→ Directions: In the data that follows, every line containing the word "tight" should be returned.

→ Source material:
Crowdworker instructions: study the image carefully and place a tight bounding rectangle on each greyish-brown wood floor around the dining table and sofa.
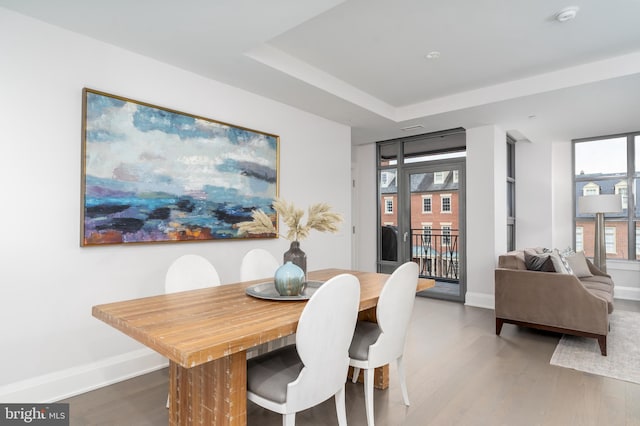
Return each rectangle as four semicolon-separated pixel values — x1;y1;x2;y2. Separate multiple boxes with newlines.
61;297;640;426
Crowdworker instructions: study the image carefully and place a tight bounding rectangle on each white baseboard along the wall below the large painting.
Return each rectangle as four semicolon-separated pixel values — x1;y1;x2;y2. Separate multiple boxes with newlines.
0;348;169;403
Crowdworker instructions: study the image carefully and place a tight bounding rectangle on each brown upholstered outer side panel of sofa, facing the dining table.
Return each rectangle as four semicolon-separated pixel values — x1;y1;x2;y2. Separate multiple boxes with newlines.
495;268;609;335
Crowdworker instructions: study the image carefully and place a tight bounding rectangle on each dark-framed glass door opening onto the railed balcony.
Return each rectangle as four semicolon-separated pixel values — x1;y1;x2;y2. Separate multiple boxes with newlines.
400;158;466;302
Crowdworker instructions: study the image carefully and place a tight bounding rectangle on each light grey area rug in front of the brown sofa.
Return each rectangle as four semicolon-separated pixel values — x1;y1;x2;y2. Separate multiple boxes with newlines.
551;311;640;384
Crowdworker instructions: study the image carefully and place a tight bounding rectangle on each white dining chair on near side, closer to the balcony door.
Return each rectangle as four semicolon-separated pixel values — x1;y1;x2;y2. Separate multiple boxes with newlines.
349;262;418;426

→ Exercise result:
Crowdworker instructions: study the image carefully and place a tight bounding rectangle on each greyish-brown wood floor around the dining table and sofa.
Crowdworker instructions: study the image carefully and place a tight bounding rectangle on each white baseboard along the wall below the large painting.
Crowdworker instructions: study the image carefully and place a tight bounding rectangle on each brown upholstered outer side panel of sofa, facing the dining table.
Crowdworker instructions: study the image carefully and place a tight bounding rectangle on each dark-framed glass door opening onto the railed balcony.
Crowdworker instructions: study the image carefully and place a tight bounding rectangle on each light grey area rug in front of the brown sofa.
Crowdworker instructions: study the image carefully and place a tight bounding rectangle on each white dining chair on near side, closer to the balcony door.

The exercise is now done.